◆ Text block
____________________

All the commentators have a great fear of wet weather, too much moisture both internally and externally being the most damaging conditions for hens. Some suggest not even letting them out in the rain but I knew I would have a rebellion on my hands if I tried that. The Encyclopaedia shows a portable shelter for when it is raining, and I include my own modern version of this.
They all stress the importance of cleanliness in the henhouse, with regular scrubbing out, yearly whitewashing, which is still thought to have anti-bacterial qualities today, and all dishes to be scrubbed daily, to prevent disease and keep the flock healthy. Loudon thought they should be fed from a large stone which could be scoured properly – I feed mind on paving stones too but that’s mainly to stop them raking up the grass lawn looking for titbits they might have missed.
The authors also recognised the importance of space and exercise:
fowls are never well unless they are allowed abundance of room for exercise
Loudon p296
Sand or ash should be provided for dust-bathing to remove lice and fleas – I offered them ash but my hens are much keener to use the nice soil in the flower beds for bathing.
Preservation of eggs
Various advice was given on how to extend the life of eggs especially through the winter. It was known that the eggshell was porous and let in air over time. Suggestions to prevent or reduce this include smearing in varnish, butter, oil, or mutton suet or dipping in gum Arabic, and then burying in bran, wood ashes, salt, charcoal powder, sawdust or shavings, but avoiding mahogany shavings which imparts too much flavour. Others suggest covering in lime-water, or dipping in oil of vitriol (sulphuric acid)! The eggs should last for 6 months or even a year!
I thought I would give this a go. So I took 4 eggs all laid on the same day, covered one in varnish, one in butter and one in cooking oil, and kept the 4th as a control egg. Then I put them away in an egg box for 4 weeks. Today I opened them all, as well as a freshly laid egg for comparison. You can see the results in the photo – the saucers contain the not very nice oiled egg on the left, and the horrible cloudy varnished egg on the right, which looks like it absorbed the varnish through the shell.
But the 3 at the front look quite similar with nicely rounded yolks and 2 of them have distinctly cohesive whites, all the signs of a nice fresh egg. The best looking one is in the middle – and is in fact the 4 week old buttered egg. The one on the left is actually the fresh one, and the right hand one is the control egg. So you can best preserve your eggs by covering them in butter, or by doing nothing at all. Maybe this isn’t a statistically significant result but it was fun.

____________________

◆ Dataset entries
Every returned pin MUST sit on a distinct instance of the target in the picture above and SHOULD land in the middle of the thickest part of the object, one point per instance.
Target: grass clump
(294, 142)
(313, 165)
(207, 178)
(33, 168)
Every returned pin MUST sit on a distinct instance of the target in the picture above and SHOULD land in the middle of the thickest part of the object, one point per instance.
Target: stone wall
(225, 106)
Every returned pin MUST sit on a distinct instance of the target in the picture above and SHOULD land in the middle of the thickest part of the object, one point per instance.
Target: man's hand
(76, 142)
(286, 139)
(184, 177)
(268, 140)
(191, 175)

____________________

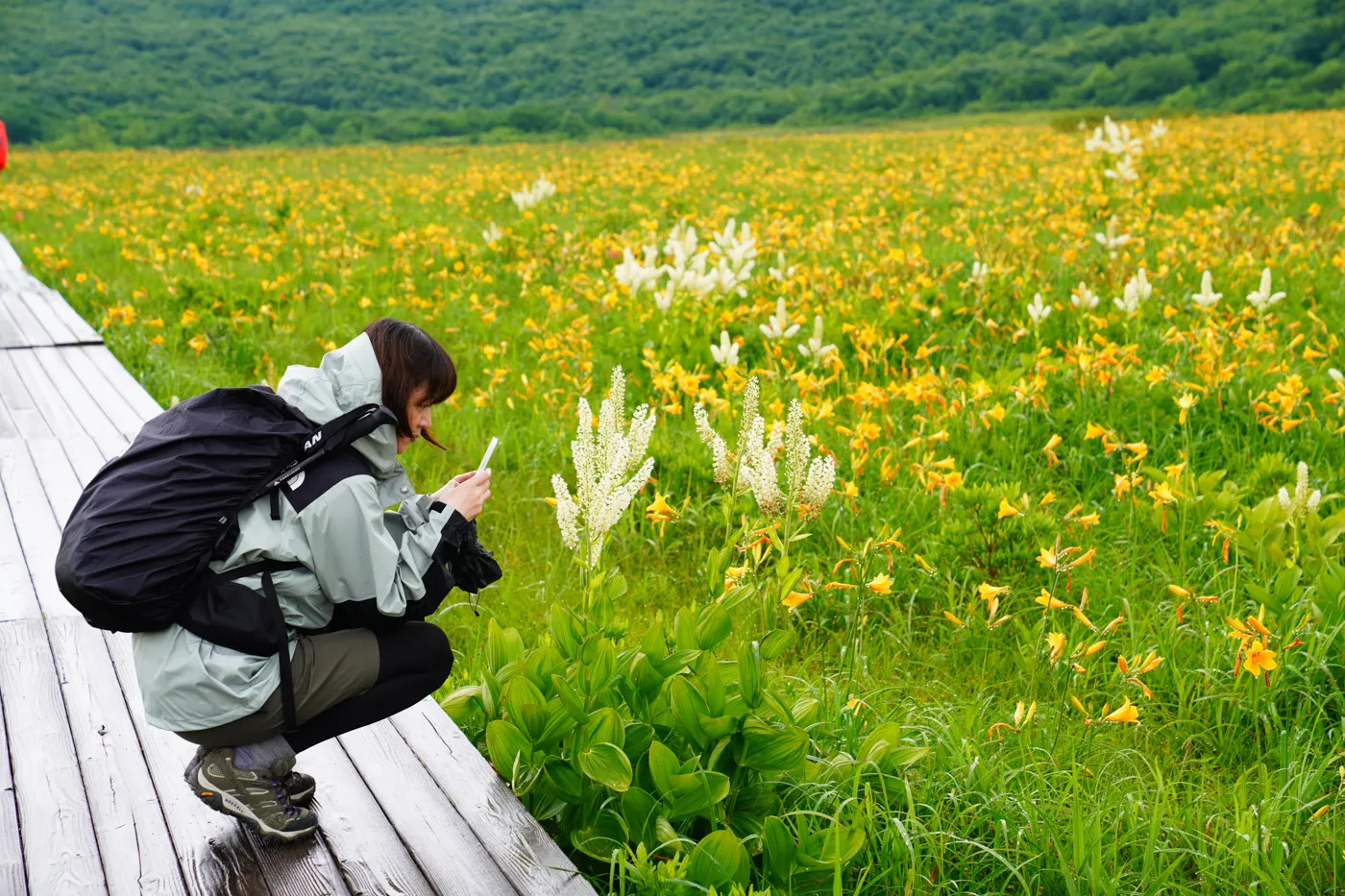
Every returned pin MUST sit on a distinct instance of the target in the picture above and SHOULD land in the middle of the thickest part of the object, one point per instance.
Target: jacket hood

____________________

◆ Work required
Answer these questions from the text on keeping hens.
(a) According to Loudon, what should hens be fed from?
(b) Which shavings should be avoided when burying eggs, and why?
(c) How long were the four test eggs kept in an egg box?
Use only the text on keeping hens.

◆ Solution
(a) A large stone that could be scoured properly.
(b) Mahogany shavings, because they impart too much flavor.
(c) Four weeks.